Reading passage
A Preview of the
Journal of Advertising Research
December 2015 (Vol. 55, Issue 4)
How Cross-Platform Advertising Works
Letter from the CEO
Advertising Works: 80 Years and Counting
In 2016, the Advertising Research Foundation (ARF) will celebrate its 80th anniversary and the 55th anniversary of the Journal of Advertising Research. “Such milestones reinforce the importance of our aligned mission to investigate and find solutions that prove that—quoting from a seminal paper and our current initiative—’Advertising Works’,” writes Gayle Fuguitt, CEO & President. JAR readers, in fact, should
take better advantage of the ARF’s expanding network and intellectual capital, Fuguitt adds.
Editor’s Desk
How Does Cross-Platform Advertising Work?
“Marketers have never had more means to engage with consumers. That’s the good news. The bad news: There’s no demonstrable way to measure the multiple points of connection in a cross-platform ecosystem.” Editor-in-Chief Geoffrey Precourt makes this observation as he highlights the articles from December JAR’s special package, “How Cross-Platform Advertising Works,” starting with the revelation by the current Speaker’s Box column of a disconnect between academics’ and practitioners’ work in the field.
Numbers, Please
Is the GRP Really Dead in a Cross-Platform Ecosystem?

Set task 1
In the rows, change "patterned carpet" to "woven rug" and reproduce only the lines from the line with "find | plastic water bottle" to the line with "column 103, row 202", leaving everything else unchanged.

Available records

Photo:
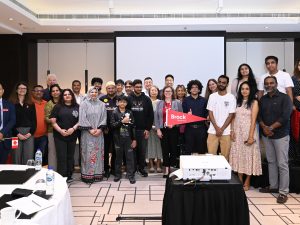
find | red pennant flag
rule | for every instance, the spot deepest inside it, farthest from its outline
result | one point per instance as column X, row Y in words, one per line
column 14, row 143
column 174, row 118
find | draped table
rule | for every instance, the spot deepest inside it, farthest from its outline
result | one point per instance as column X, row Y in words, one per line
column 59, row 214
column 205, row 203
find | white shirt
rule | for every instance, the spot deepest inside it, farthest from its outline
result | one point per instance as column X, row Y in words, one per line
column 79, row 98
column 221, row 106
column 284, row 81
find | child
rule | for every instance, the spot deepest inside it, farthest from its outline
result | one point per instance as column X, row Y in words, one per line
column 122, row 123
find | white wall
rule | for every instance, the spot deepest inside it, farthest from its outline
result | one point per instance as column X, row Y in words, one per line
column 256, row 53
column 67, row 61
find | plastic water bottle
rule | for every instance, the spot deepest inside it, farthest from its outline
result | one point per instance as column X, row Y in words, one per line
column 38, row 159
column 50, row 181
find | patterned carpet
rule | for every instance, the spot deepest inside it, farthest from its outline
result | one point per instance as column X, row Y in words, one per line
column 103, row 202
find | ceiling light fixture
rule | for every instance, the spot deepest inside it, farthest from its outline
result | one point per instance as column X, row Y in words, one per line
column 220, row 6
column 111, row 6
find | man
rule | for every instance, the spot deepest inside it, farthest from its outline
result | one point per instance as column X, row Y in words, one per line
column 285, row 83
column 40, row 134
column 120, row 87
column 169, row 82
column 110, row 101
column 275, row 109
column 128, row 87
column 51, row 79
column 7, row 122
column 195, row 133
column 76, row 87
column 97, row 82
column 148, row 83
column 141, row 107
column 221, row 106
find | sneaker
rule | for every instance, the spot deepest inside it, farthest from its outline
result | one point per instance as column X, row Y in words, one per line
column 132, row 180
column 69, row 180
column 116, row 179
column 107, row 174
column 151, row 170
column 143, row 173
column 281, row 199
column 268, row 190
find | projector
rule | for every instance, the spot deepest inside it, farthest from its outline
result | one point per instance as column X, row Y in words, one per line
column 205, row 167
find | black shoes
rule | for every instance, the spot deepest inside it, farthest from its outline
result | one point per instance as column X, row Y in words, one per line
column 268, row 190
column 116, row 179
column 132, row 180
column 143, row 173
column 281, row 199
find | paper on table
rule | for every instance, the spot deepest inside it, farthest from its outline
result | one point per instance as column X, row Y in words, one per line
column 30, row 204
column 178, row 173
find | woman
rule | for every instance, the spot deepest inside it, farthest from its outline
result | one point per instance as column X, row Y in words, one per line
column 25, row 124
column 244, row 74
column 154, row 148
column 180, row 92
column 92, row 121
column 55, row 92
column 64, row 117
column 211, row 87
column 244, row 155
column 167, row 134
column 295, row 119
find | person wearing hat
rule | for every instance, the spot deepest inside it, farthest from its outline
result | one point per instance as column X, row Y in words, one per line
column 110, row 101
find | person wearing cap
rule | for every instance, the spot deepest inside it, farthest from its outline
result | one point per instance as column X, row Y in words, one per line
column 110, row 101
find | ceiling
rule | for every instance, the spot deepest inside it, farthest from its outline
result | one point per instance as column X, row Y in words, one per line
column 86, row 16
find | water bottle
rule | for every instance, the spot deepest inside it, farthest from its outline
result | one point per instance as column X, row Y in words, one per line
column 38, row 159
column 50, row 181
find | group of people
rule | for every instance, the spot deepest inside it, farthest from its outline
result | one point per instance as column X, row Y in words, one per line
column 131, row 124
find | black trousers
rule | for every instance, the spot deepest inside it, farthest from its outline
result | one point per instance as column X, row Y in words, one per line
column 123, row 145
column 169, row 143
column 109, row 145
column 65, row 156
column 195, row 140
column 140, row 149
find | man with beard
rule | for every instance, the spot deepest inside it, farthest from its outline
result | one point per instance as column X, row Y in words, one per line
column 110, row 101
column 221, row 106
column 141, row 107
column 274, row 114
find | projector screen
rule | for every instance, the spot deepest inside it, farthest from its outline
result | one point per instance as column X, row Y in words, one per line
column 185, row 57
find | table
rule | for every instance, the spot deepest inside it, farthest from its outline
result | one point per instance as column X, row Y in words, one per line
column 59, row 214
column 211, row 203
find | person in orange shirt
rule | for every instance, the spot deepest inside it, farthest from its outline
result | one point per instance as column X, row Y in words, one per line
column 40, row 134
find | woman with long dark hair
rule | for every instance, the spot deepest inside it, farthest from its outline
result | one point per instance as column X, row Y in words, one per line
column 25, row 124
column 64, row 118
column 245, row 158
column 92, row 121
column 55, row 92
column 211, row 87
column 245, row 73
column 167, row 134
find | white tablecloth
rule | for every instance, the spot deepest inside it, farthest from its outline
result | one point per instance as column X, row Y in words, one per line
column 59, row 214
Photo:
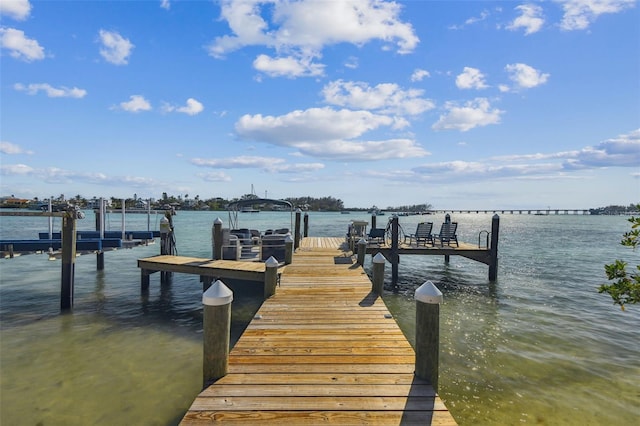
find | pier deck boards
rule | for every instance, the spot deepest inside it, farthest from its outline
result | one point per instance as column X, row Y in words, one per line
column 322, row 350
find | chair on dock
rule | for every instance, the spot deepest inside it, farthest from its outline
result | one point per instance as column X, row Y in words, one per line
column 422, row 234
column 376, row 235
column 447, row 234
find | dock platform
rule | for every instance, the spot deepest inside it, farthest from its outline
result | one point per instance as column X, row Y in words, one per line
column 323, row 350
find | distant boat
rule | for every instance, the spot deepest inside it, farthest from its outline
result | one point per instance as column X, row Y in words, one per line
column 249, row 209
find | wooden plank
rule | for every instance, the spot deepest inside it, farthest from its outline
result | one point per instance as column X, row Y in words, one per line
column 323, row 349
column 303, row 418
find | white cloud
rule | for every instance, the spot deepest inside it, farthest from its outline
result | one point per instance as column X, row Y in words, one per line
column 115, row 48
column 328, row 133
column 52, row 92
column 531, row 19
column 474, row 19
column 15, row 169
column 622, row 151
column 20, row 46
column 268, row 164
column 300, row 30
column 477, row 112
column 12, row 149
column 287, row 66
column 193, row 107
column 525, row 76
column 16, row 9
column 579, row 14
column 136, row 103
column 385, row 97
column 471, row 78
column 419, row 74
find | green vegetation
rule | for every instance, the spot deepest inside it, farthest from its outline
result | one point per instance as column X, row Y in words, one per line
column 625, row 288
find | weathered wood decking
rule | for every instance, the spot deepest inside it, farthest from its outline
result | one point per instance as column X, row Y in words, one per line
column 322, row 350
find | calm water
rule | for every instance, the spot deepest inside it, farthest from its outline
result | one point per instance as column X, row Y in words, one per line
column 539, row 346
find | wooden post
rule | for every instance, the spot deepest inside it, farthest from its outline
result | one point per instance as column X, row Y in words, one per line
column 362, row 251
column 378, row 273
column 68, row 259
column 216, row 332
column 217, row 239
column 395, row 257
column 306, row 225
column 428, row 299
column 296, row 241
column 270, row 277
column 493, row 264
column 145, row 278
column 288, row 249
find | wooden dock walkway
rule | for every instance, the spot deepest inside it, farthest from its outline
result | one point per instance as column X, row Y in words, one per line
column 322, row 350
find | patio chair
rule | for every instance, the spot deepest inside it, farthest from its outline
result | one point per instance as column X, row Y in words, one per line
column 447, row 233
column 422, row 234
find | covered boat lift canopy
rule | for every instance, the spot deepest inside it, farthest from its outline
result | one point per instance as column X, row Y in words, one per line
column 235, row 207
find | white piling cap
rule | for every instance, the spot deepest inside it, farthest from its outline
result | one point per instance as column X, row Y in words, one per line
column 217, row 295
column 271, row 262
column 428, row 293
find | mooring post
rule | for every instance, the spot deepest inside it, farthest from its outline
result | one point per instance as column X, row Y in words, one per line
column 296, row 242
column 395, row 257
column 306, row 225
column 68, row 259
column 493, row 264
column 288, row 249
column 217, row 239
column 428, row 299
column 216, row 332
column 270, row 277
column 378, row 273
column 362, row 251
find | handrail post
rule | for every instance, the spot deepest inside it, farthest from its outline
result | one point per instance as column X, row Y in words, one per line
column 216, row 332
column 378, row 273
column 428, row 299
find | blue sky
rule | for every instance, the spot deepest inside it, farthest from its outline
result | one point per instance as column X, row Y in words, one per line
column 460, row 104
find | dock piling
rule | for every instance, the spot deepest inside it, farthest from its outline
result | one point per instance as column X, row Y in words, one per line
column 428, row 299
column 493, row 254
column 68, row 259
column 270, row 277
column 288, row 249
column 378, row 273
column 362, row 251
column 217, row 239
column 216, row 332
column 296, row 242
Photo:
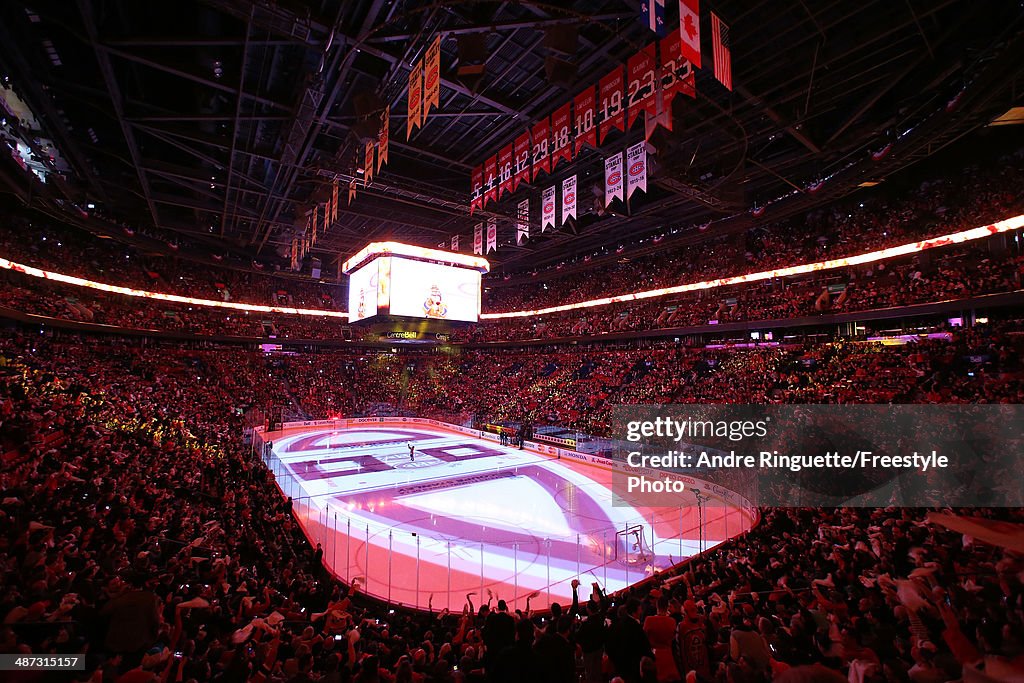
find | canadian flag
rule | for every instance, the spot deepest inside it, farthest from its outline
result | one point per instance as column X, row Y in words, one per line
column 689, row 30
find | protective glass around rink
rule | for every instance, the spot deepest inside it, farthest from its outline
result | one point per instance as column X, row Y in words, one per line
column 830, row 456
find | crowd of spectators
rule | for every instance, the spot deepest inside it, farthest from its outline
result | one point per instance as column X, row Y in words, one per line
column 140, row 530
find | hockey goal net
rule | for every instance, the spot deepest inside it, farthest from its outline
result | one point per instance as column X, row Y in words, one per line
column 632, row 547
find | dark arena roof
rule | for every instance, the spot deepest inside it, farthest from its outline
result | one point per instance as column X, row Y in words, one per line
column 221, row 124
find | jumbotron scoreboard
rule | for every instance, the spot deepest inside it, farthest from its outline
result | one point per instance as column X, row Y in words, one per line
column 390, row 282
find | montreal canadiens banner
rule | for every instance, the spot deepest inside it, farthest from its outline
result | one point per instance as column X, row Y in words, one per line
column 542, row 158
column 505, row 170
column 586, row 130
column 382, row 138
column 492, row 235
column 613, row 178
column 548, row 208
column 432, row 78
column 522, row 221
column 636, row 165
column 415, row 98
column 568, row 199
column 520, row 172
column 476, row 194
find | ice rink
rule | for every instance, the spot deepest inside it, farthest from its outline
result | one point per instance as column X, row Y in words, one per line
column 468, row 515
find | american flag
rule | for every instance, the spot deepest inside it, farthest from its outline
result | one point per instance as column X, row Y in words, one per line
column 723, row 57
column 652, row 13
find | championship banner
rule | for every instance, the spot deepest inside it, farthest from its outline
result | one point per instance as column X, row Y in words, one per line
column 568, row 199
column 583, row 107
column 369, row 164
column 636, row 163
column 522, row 221
column 505, row 170
column 613, row 178
column 432, row 78
column 491, row 180
column 610, row 103
column 640, row 86
column 521, row 167
column 677, row 73
column 492, row 236
column 476, row 189
column 548, row 208
column 415, row 98
column 561, row 134
column 382, row 138
column 541, row 157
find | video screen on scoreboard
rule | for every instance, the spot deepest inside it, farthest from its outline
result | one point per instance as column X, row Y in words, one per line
column 363, row 292
column 434, row 291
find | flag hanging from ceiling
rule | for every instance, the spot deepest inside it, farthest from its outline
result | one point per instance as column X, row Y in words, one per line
column 561, row 134
column 583, row 109
column 610, row 101
column 568, row 199
column 636, row 165
column 652, row 14
column 476, row 189
column 505, row 170
column 663, row 114
column 640, row 70
column 432, row 77
column 689, row 30
column 723, row 53
column 382, row 138
column 491, row 180
column 492, row 236
column 612, row 178
column 415, row 98
column 368, row 163
column 542, row 158
column 548, row 208
column 521, row 170
column 522, row 221
column 677, row 73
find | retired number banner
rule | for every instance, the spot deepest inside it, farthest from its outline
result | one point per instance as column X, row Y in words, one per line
column 542, row 157
column 491, row 180
column 476, row 189
column 561, row 134
column 505, row 170
column 586, row 129
column 641, row 84
column 520, row 169
column 548, row 208
column 610, row 103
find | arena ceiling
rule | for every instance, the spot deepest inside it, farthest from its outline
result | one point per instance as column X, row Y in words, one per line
column 225, row 120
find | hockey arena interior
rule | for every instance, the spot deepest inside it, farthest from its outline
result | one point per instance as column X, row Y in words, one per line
column 606, row 341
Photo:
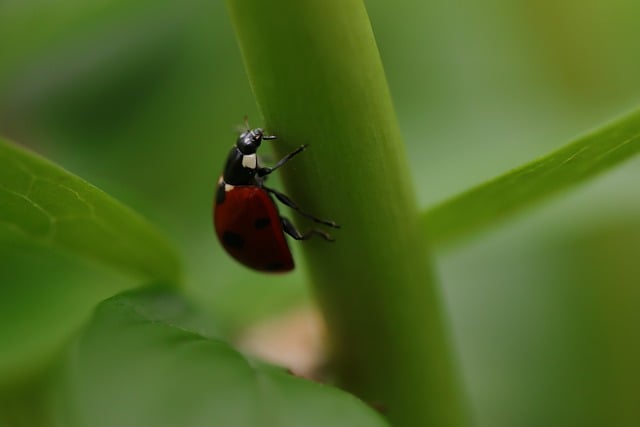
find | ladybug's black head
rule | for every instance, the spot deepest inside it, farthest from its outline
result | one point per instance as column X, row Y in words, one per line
column 249, row 141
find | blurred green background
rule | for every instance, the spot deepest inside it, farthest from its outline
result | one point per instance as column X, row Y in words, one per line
column 142, row 98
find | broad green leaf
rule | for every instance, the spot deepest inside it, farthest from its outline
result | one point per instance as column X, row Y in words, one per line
column 47, row 204
column 141, row 362
column 45, row 296
column 506, row 195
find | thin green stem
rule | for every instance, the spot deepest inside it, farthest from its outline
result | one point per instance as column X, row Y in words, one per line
column 318, row 79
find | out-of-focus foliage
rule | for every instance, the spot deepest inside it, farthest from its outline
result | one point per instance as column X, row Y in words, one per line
column 176, row 375
column 500, row 198
column 48, row 205
column 141, row 99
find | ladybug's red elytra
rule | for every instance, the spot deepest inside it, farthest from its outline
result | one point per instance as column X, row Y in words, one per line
column 246, row 217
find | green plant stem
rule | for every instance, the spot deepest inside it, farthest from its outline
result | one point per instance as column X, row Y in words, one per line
column 318, row 79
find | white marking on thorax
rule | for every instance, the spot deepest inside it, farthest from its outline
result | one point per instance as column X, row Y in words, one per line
column 250, row 161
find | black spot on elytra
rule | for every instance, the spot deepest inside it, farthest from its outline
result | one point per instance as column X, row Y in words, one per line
column 261, row 223
column 233, row 240
column 274, row 266
column 220, row 193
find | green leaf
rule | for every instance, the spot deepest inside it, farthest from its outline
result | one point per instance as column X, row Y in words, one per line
column 318, row 79
column 496, row 200
column 47, row 204
column 141, row 363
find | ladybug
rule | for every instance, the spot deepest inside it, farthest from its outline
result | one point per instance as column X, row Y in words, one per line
column 246, row 217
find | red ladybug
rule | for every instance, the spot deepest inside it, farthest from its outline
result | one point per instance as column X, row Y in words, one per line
column 246, row 217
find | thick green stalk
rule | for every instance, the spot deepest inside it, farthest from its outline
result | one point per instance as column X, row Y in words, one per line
column 318, row 79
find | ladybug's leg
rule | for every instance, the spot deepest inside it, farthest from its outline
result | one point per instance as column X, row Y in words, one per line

Set task 2
Transcribe the journal preview word for word from "Editor’s Desk" to "in the field.".

Output 1
find | plastic water bottle
rule | for every instance, the spot deepest inside it, farthest from its outline
result | one point per instance as column X, row Y in words, one per line
column 38, row 159
column 50, row 181
find | woven rug
rule | for every instance, the spot deepest inside it, farthest from its outline
result | one point per instance as column X, row Y in words, one per line
column 103, row 202

Output 2
Editor’s Desk
How Does Cross-Platform Advertising Work?
“Marketers have never had more means to engage with consumers. That’s the good news. The bad news: There’s no demonstrable way to measure the multiple points of connection in a cross-platform ecosystem.” Editor-in-Chief Geoffrey Precourt makes this observation as he highlights the articles from December JAR’s special package, “How Cross-Platform Advertising Works,” starting with the revelation by the current Speaker’s Box column of a disconnect between academics’ and practitioners’ work in the field.